++++ MATERIALS PROVIDED

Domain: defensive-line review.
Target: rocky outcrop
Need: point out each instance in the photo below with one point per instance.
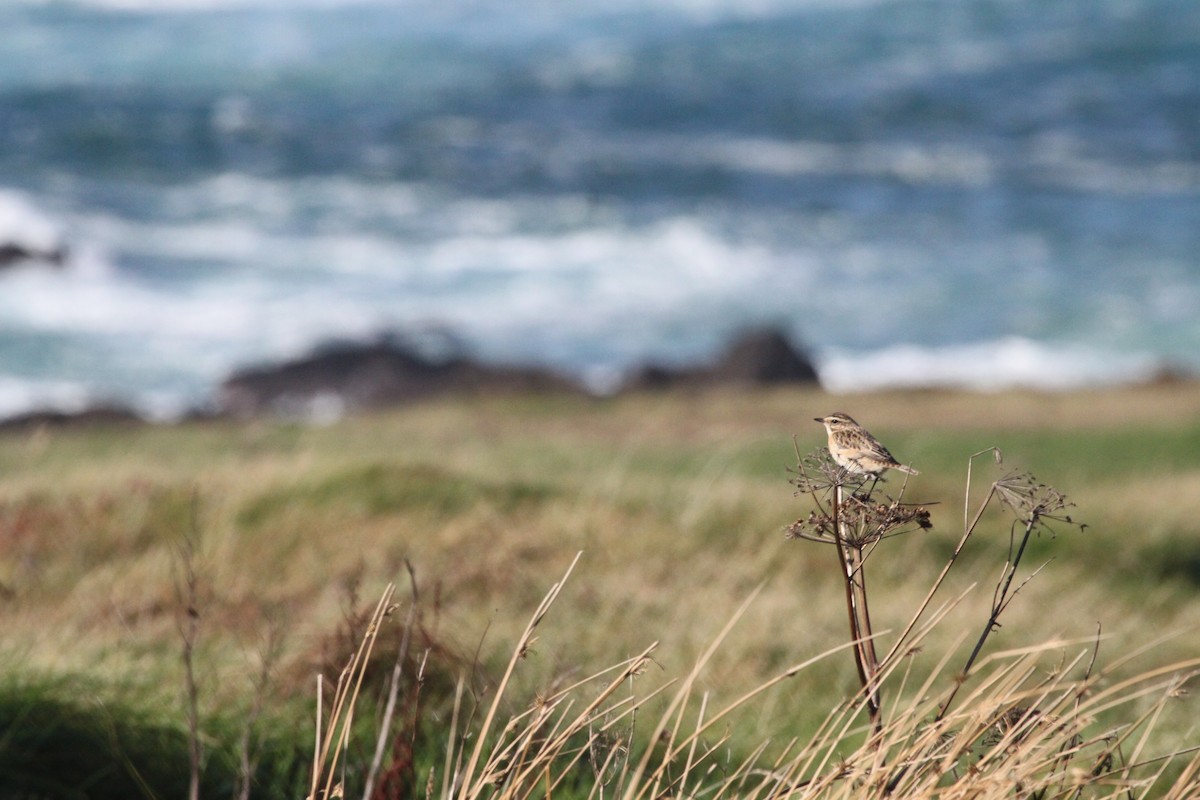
(58, 419)
(345, 378)
(756, 358)
(15, 253)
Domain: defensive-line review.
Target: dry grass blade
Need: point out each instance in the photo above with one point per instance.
(346, 696)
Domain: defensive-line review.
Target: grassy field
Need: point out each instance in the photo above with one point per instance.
(678, 503)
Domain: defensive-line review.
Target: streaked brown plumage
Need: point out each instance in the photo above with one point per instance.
(856, 450)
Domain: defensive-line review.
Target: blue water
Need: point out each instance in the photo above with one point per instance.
(948, 192)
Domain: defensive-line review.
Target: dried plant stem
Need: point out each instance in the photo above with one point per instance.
(341, 717)
(393, 687)
(187, 600)
(1000, 602)
(967, 530)
(517, 654)
(850, 558)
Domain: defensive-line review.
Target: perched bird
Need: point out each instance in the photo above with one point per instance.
(856, 450)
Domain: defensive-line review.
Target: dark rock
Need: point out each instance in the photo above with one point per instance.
(756, 358)
(343, 378)
(763, 356)
(15, 253)
(95, 415)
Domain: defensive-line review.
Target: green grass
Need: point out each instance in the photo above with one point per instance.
(678, 504)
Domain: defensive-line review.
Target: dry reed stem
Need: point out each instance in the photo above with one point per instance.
(346, 696)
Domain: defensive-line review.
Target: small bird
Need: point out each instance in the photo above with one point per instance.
(856, 450)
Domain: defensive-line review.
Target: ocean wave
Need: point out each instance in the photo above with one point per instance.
(1011, 362)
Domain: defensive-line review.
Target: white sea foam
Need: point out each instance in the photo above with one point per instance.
(1011, 362)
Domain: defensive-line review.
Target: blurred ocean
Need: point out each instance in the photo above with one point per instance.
(975, 193)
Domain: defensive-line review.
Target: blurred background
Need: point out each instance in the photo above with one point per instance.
(976, 193)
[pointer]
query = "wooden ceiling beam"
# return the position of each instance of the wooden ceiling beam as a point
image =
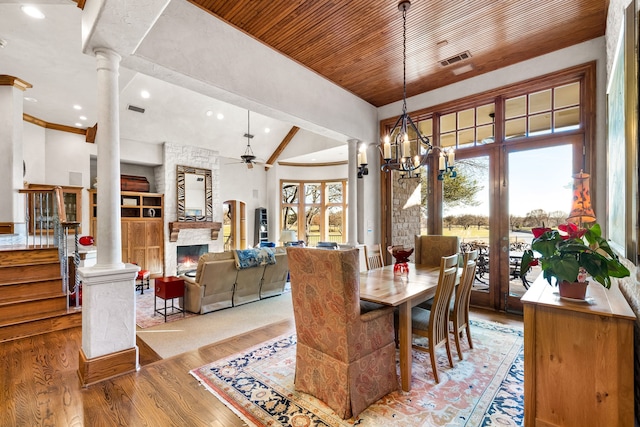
(287, 139)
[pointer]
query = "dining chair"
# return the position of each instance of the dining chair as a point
(460, 311)
(434, 324)
(459, 306)
(345, 356)
(374, 257)
(430, 248)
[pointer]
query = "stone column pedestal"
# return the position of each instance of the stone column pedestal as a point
(108, 323)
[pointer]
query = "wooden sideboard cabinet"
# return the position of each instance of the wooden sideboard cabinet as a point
(578, 358)
(142, 222)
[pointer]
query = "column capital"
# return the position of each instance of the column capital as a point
(6, 80)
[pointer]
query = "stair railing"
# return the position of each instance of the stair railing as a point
(47, 225)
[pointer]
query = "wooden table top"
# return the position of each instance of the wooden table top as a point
(381, 286)
(599, 300)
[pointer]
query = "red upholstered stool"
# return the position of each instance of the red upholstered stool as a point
(142, 280)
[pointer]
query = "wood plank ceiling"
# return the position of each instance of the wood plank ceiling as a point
(357, 44)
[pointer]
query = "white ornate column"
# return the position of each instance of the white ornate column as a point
(11, 125)
(108, 312)
(352, 218)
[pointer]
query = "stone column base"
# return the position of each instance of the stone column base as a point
(91, 371)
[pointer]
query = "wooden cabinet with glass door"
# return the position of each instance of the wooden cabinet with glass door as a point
(142, 226)
(43, 207)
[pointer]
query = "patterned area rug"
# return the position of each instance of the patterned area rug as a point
(145, 317)
(484, 389)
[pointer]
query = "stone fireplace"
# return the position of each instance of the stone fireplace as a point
(187, 257)
(166, 179)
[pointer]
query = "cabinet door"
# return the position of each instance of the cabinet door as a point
(137, 243)
(155, 243)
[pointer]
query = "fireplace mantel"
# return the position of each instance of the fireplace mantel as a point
(175, 227)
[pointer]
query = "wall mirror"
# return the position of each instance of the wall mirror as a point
(194, 194)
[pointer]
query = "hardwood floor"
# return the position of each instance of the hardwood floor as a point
(39, 384)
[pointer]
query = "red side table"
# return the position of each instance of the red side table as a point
(168, 288)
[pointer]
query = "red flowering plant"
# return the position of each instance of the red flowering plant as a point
(572, 253)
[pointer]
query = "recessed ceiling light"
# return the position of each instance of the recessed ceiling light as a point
(33, 12)
(463, 69)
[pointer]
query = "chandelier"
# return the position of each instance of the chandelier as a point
(399, 152)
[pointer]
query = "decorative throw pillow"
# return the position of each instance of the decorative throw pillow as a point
(253, 257)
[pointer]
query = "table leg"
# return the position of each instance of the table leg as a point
(404, 335)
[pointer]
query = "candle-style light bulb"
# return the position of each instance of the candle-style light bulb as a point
(406, 147)
(451, 158)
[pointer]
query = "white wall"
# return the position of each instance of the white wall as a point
(33, 143)
(248, 186)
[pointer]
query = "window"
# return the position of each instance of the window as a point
(323, 204)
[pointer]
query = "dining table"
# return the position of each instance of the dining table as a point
(382, 286)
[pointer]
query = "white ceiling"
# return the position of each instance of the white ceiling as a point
(47, 54)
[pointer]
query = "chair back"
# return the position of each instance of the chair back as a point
(325, 289)
(374, 257)
(430, 249)
(463, 293)
(439, 319)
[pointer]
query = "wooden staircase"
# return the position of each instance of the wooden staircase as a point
(31, 298)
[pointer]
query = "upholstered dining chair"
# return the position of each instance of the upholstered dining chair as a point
(344, 357)
(374, 257)
(434, 324)
(430, 248)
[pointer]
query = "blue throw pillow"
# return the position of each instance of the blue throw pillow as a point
(253, 257)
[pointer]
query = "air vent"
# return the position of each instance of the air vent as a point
(456, 58)
(136, 109)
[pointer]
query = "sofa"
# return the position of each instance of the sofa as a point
(223, 279)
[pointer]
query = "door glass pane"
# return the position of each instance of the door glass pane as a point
(515, 107)
(515, 128)
(312, 193)
(565, 96)
(539, 195)
(289, 192)
(568, 119)
(336, 224)
(540, 101)
(466, 212)
(227, 226)
(312, 222)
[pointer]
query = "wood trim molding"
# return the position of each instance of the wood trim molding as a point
(176, 226)
(101, 368)
(54, 126)
(6, 228)
(6, 80)
(314, 165)
(283, 144)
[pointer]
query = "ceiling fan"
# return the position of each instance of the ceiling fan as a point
(248, 158)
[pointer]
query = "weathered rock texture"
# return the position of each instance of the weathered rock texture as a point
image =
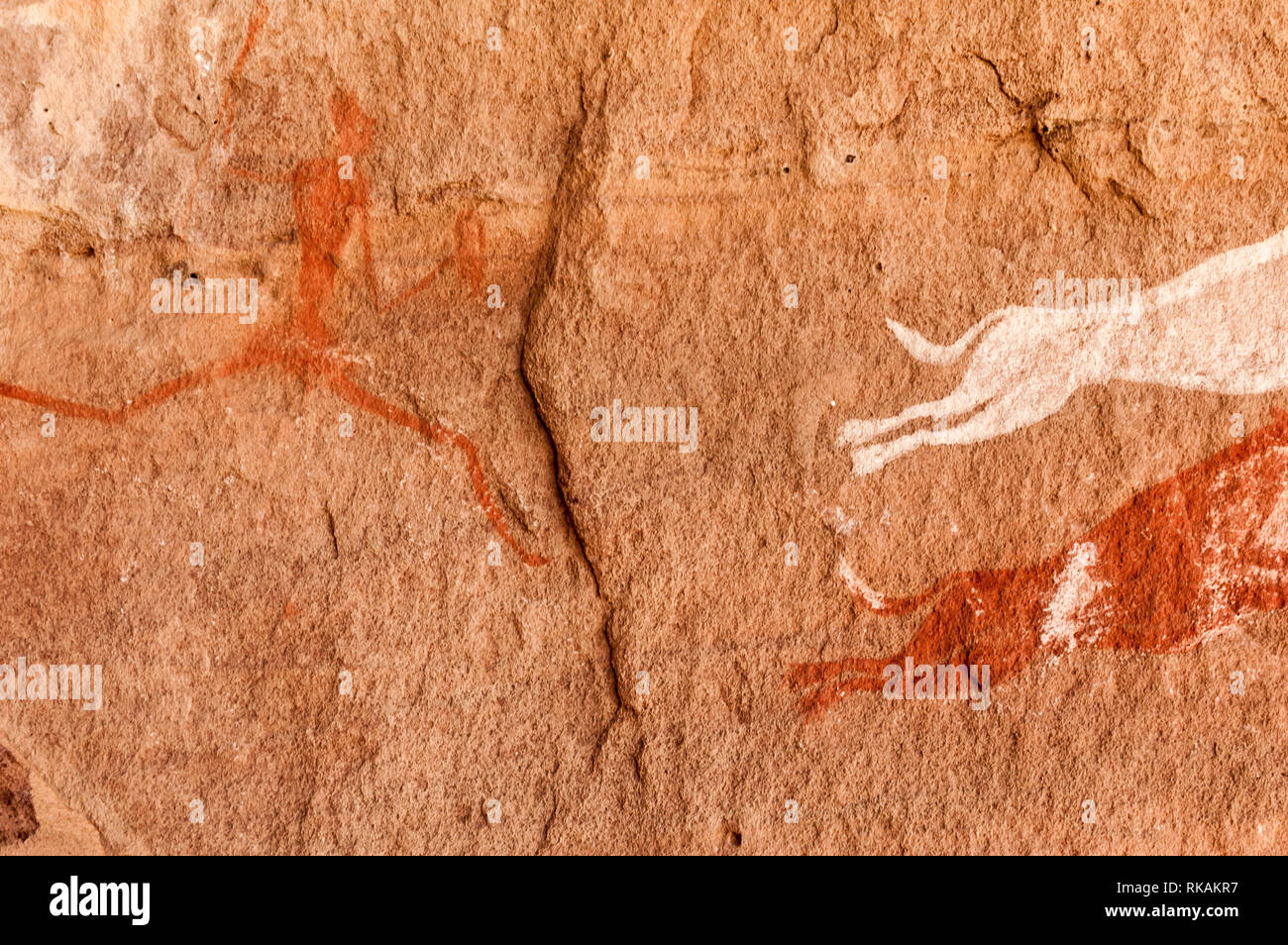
(630, 692)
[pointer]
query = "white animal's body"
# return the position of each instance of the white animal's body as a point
(1222, 327)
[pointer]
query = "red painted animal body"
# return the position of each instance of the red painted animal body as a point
(1176, 566)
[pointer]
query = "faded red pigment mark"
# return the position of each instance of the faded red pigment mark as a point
(326, 210)
(1176, 566)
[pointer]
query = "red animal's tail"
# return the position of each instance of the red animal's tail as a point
(838, 678)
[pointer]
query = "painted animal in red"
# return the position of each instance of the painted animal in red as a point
(1172, 568)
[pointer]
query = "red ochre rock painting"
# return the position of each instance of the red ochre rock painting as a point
(1175, 567)
(329, 209)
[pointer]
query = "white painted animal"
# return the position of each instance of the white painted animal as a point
(1220, 327)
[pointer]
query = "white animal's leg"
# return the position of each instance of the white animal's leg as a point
(857, 432)
(1005, 415)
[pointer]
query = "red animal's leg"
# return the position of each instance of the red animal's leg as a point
(433, 433)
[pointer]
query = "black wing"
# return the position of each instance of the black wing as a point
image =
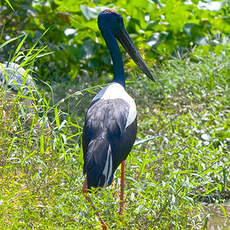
(105, 135)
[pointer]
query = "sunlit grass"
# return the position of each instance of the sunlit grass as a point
(176, 173)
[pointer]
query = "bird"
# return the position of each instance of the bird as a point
(110, 126)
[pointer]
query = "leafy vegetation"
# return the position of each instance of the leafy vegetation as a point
(177, 175)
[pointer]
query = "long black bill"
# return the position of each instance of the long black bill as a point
(127, 43)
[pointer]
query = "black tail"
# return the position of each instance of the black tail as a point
(99, 163)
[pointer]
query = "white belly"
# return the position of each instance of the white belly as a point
(114, 91)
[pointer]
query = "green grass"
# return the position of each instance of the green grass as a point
(177, 175)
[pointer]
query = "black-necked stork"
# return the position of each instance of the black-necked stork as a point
(111, 120)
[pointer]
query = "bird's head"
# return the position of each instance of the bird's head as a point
(109, 21)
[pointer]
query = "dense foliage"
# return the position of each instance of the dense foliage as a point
(161, 29)
(177, 175)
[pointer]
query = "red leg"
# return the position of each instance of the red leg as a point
(85, 191)
(122, 188)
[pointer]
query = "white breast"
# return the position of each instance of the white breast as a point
(114, 91)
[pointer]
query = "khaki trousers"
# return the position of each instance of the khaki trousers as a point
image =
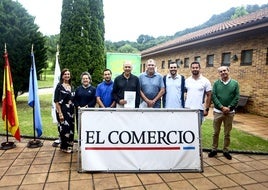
(227, 120)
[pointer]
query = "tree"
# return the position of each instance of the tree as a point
(82, 38)
(96, 40)
(18, 31)
(127, 48)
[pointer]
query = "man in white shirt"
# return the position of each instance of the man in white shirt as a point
(174, 84)
(198, 89)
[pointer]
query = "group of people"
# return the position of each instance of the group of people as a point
(150, 90)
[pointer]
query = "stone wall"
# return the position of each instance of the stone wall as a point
(253, 79)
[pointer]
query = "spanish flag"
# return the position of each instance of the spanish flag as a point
(9, 108)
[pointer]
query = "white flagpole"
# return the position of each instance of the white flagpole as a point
(56, 81)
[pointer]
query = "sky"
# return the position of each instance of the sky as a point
(127, 19)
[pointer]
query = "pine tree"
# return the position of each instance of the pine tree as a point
(78, 51)
(96, 38)
(18, 31)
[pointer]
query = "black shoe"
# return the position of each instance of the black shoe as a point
(227, 155)
(212, 153)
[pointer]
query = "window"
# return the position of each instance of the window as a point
(210, 60)
(186, 62)
(226, 59)
(246, 57)
(163, 65)
(197, 58)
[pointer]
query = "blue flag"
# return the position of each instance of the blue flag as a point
(33, 99)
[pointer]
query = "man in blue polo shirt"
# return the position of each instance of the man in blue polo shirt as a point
(104, 91)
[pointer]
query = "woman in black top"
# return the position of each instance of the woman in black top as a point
(63, 98)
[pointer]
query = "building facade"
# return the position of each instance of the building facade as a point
(241, 44)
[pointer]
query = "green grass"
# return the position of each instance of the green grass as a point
(240, 141)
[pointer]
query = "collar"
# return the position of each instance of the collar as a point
(225, 82)
(169, 76)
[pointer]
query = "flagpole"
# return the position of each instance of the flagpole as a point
(35, 143)
(6, 104)
(33, 95)
(6, 145)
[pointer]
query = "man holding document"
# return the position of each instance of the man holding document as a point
(126, 89)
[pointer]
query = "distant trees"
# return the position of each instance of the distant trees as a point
(81, 42)
(18, 31)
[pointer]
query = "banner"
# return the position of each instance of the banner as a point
(33, 99)
(56, 81)
(9, 108)
(140, 140)
(115, 62)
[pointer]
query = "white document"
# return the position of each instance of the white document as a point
(130, 97)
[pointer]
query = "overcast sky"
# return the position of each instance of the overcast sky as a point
(127, 19)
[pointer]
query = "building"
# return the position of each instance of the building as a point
(241, 44)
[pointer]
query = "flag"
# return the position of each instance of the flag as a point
(9, 108)
(56, 81)
(33, 99)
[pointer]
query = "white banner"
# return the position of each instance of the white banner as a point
(140, 140)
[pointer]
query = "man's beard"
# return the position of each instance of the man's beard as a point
(195, 72)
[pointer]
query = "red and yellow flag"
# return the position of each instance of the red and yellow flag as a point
(9, 108)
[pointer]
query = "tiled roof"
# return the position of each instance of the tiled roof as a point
(224, 27)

++++++++

### GIVEN PROBLEM
Report every line in the records above that contains the string "sunlit".

### RESPONSE
query = "sunlit grass"
# return the position of each instance of the sunlit grass as a point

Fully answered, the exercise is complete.